> Task to complete
Put each line of the listing below into a JSON list of strings, one string per line, leaving out blank lines.

> Records for this task
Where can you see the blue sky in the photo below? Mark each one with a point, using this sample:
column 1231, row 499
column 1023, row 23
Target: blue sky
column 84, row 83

> Written response
[
  "Where can you see the blue sky in the photo below? Mark each one with a point, using this sample:",
  "column 1231, row 499",
  "column 1023, row 23",
  "Target: blue sky",
  "column 84, row 83"
]